SOURCE PASSAGE —
────────────────────────────────────────
When we drive cars, we are hurting other people and the environment. It’s not just that cars worsen asthma and other respiratory diseases and exacerbate climate change; they are also responsible for an epidemic of pedestrian and bicycle deaths. Indeed, the number of people killed for the simple act of walking rose 27% from 2007 to 2016. Roads and garages necessary for cars make our cities uglier, fragment the environment and add to runoff that harms our waterways and causes floods. These hidden costs are borne, not by those who drive cars, but by all of us.
What should individuals do? Often, not owning a car is impossible or makes life extremely difficult. Cars can be necessary to get to jobs, and families with kids may need a car. However, many families could do with one car fewer or with smaller cars, while some could easily do without.
My wife and I live nicely without a car. We are a 10-minute walk from Washington, D.C.,’s excellent Metro system, directly on two bus lines and a moderate walk from work. I bike often, and she walks. When necessary, we fill in the holes in our transportation network with Lyft (often shared).
────────────────────────────────────────
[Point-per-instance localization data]
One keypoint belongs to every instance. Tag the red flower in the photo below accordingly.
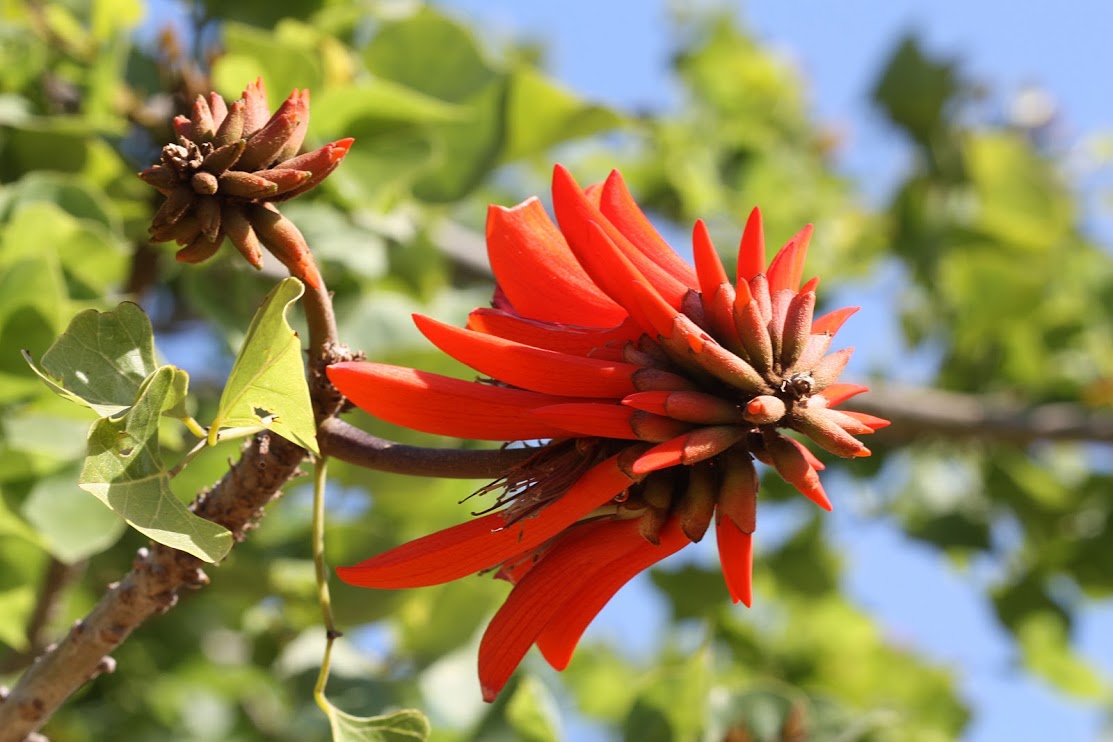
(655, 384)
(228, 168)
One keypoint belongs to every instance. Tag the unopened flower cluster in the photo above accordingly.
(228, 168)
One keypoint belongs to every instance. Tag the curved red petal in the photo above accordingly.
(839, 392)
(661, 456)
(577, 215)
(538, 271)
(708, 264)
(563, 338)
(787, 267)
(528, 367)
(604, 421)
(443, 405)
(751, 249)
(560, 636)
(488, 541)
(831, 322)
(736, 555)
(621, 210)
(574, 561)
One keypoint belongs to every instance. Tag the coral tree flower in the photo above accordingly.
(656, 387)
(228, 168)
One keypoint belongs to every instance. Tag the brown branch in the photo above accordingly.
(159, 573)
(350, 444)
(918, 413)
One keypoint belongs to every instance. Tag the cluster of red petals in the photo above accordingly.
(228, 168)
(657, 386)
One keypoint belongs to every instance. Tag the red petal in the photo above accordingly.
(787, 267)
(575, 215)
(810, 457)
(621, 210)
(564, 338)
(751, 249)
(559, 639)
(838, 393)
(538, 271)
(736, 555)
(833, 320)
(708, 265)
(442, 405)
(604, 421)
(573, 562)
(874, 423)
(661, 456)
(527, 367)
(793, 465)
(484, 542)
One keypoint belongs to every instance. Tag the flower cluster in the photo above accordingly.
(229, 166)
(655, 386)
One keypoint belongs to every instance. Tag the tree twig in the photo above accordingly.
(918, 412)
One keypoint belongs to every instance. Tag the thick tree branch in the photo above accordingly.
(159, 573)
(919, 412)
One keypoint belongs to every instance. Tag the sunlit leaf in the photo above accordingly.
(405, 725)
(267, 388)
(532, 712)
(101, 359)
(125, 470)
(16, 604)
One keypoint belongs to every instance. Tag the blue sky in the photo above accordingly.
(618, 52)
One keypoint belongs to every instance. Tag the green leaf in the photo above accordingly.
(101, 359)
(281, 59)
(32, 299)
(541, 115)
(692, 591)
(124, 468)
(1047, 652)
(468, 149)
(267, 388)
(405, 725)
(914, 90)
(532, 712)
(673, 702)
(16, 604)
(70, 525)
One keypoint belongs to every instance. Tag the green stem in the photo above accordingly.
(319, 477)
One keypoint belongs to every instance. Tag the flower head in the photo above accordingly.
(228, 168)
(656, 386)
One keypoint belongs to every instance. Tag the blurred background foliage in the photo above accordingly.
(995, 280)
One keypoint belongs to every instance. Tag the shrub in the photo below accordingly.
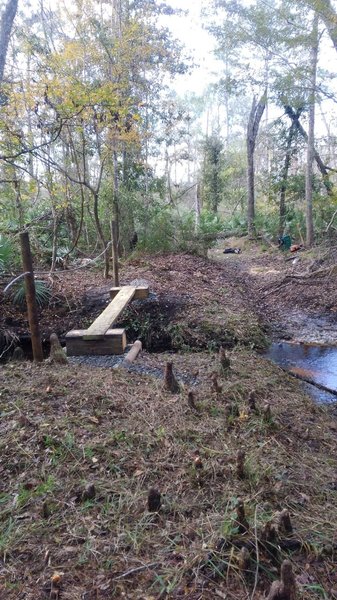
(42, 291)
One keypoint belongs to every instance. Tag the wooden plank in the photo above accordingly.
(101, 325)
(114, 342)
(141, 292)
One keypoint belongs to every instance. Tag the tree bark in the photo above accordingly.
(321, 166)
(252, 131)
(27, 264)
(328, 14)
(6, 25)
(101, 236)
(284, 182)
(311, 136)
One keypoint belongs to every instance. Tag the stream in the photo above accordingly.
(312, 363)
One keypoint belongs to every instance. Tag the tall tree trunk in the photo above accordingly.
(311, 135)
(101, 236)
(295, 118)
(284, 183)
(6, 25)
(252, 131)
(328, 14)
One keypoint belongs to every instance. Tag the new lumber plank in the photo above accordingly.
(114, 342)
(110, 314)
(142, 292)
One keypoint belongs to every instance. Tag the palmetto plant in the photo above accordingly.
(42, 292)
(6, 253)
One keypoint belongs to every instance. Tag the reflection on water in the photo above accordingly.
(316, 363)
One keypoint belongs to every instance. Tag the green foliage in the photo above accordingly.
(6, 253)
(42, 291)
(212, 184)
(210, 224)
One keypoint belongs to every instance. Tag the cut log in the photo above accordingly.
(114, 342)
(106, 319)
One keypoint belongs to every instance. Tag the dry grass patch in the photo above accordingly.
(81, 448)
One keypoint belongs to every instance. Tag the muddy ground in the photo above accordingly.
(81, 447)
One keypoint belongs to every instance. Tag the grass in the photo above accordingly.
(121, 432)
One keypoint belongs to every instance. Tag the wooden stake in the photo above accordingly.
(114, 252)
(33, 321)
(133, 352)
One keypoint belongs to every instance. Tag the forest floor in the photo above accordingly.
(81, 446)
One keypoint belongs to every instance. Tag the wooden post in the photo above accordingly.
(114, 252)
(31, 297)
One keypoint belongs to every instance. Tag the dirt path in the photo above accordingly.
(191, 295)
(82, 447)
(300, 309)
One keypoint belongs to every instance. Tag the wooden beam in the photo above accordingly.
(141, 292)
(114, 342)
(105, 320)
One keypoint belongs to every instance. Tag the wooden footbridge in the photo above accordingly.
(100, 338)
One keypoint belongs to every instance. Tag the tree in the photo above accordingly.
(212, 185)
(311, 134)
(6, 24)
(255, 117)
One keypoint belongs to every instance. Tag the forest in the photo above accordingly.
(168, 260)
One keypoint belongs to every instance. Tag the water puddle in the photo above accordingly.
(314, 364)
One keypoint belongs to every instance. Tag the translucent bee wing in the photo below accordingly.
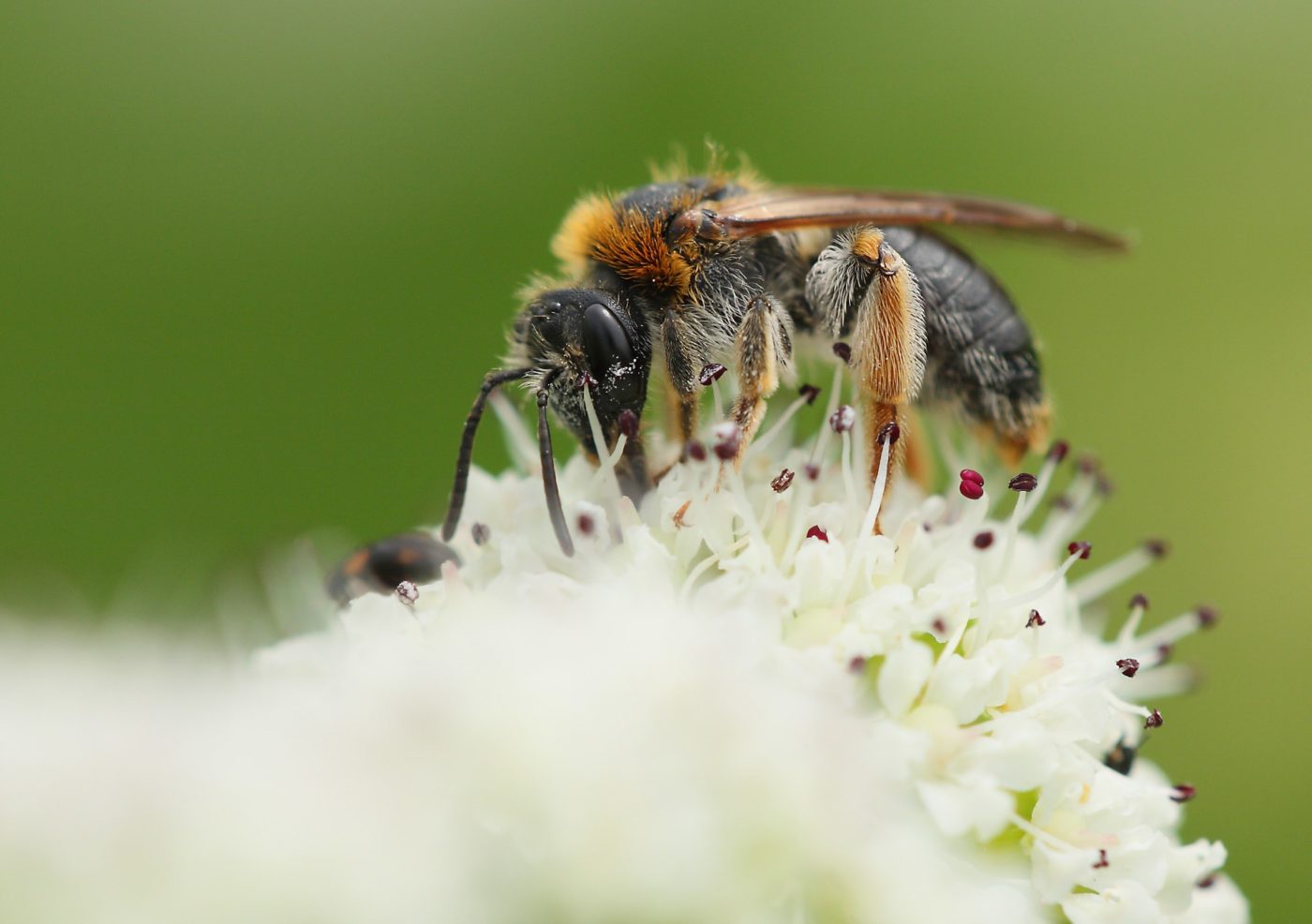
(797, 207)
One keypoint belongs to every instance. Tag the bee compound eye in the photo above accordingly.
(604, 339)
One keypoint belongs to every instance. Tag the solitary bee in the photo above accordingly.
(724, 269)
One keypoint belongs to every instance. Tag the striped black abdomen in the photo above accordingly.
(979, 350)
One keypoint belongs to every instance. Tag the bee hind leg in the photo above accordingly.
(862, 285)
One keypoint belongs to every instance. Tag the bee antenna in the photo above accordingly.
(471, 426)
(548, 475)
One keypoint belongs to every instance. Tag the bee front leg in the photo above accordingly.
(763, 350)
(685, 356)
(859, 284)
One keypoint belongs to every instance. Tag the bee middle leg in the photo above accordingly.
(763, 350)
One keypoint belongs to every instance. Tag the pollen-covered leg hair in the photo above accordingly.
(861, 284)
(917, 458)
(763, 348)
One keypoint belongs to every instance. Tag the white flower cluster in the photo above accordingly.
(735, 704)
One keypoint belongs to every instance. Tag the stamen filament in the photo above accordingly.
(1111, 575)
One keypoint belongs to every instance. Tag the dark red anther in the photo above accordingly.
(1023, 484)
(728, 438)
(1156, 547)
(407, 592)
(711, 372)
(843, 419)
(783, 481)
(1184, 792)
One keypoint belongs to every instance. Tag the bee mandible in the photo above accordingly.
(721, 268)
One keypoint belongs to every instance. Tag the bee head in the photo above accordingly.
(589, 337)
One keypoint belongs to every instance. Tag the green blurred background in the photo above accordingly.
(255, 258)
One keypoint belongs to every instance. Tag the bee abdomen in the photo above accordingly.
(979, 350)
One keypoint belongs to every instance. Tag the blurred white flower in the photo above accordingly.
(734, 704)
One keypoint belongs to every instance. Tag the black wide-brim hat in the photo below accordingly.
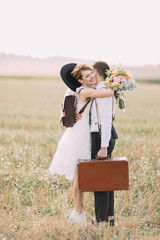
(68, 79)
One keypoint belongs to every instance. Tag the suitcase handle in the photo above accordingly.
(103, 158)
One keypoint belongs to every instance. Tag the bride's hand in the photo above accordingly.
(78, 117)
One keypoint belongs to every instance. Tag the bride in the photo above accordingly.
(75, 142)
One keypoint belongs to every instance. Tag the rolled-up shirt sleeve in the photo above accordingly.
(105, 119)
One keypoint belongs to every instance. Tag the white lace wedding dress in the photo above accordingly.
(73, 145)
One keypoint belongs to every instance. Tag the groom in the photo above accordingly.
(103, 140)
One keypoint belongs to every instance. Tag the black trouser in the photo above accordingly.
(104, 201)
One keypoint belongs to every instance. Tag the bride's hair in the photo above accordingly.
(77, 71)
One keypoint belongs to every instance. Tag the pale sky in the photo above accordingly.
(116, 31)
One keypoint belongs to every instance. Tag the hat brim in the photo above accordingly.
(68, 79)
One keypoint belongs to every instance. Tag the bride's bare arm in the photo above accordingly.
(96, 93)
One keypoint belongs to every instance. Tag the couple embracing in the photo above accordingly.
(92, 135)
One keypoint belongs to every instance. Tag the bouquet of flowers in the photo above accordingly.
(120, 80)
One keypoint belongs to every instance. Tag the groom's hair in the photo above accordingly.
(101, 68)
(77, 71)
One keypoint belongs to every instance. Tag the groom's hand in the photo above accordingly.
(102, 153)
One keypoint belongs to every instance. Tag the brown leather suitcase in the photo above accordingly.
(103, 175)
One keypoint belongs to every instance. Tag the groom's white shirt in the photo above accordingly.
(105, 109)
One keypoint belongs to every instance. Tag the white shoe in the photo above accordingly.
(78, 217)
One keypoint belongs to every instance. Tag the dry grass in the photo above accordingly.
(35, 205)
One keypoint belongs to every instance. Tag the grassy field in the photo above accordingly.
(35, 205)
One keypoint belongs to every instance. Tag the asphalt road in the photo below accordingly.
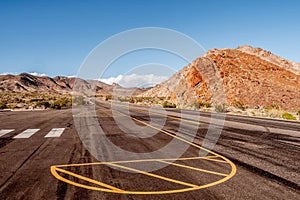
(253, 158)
────────────────────────────────────────
TASK LIST —
A: From the passage on car ownership, list each way of getting around that the last paragraph names as used by the couple or close to their home.
B: In the passage on car ownership, write out the part starting at "When we drive" and ending at "by all of us.", swapping "cars" for "trucks".
C: Answer these questions from the passage on car ownership:
(i) By what percentage did the number of people killed while walking rise from 2007 to 2016?
(ii) What kind of households does the passage say may need a car?
(iii) How far is the couple's home from the Metro system?

ANSWERS BY ITEM —
A: The Metro, buses, biking, walking, and Lyft.

B:
When we drive trucks, we are hurting other people and the environment. It’s not just that trucks worsen asthma and other respiratory diseases and exacerbate climate change; they are also responsible for an epidemic of pedestrian and bicycle deaths. Indeed, the number of people killed for the simple act of walking rose 27% from 2007 to 2016. Roads and garages necessary for trucks make our cities uglier, fragment the environment and add to runoff that harms our waterways and causes floods. These hidden costs are borne, not by those who drive trucks, but by all of us.

C:
(i) 27%
(ii) Families with kids
(iii) A 10-minute walk